··· Data shown ···

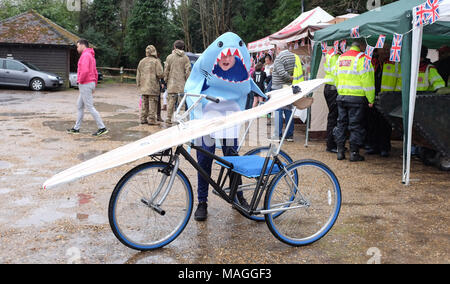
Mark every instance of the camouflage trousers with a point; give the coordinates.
(149, 109)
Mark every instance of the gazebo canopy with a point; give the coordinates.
(387, 20)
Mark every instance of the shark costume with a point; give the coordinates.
(231, 87)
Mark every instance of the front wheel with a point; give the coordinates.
(134, 216)
(37, 84)
(309, 205)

···

About this task — Repeat the data above exactly, images excluded.

Solved exercise —
Mark every instance of the camouflage trousers with a point; give the coordinates.
(149, 109)
Mark every instance of the gazebo canopy with a point; give the coordinates.
(387, 20)
Mark every instance of the shark costume with a point; give the coordinates.
(231, 87)
Mark every instance of the front wheel with a point; give the coordinates.
(134, 216)
(37, 84)
(309, 205)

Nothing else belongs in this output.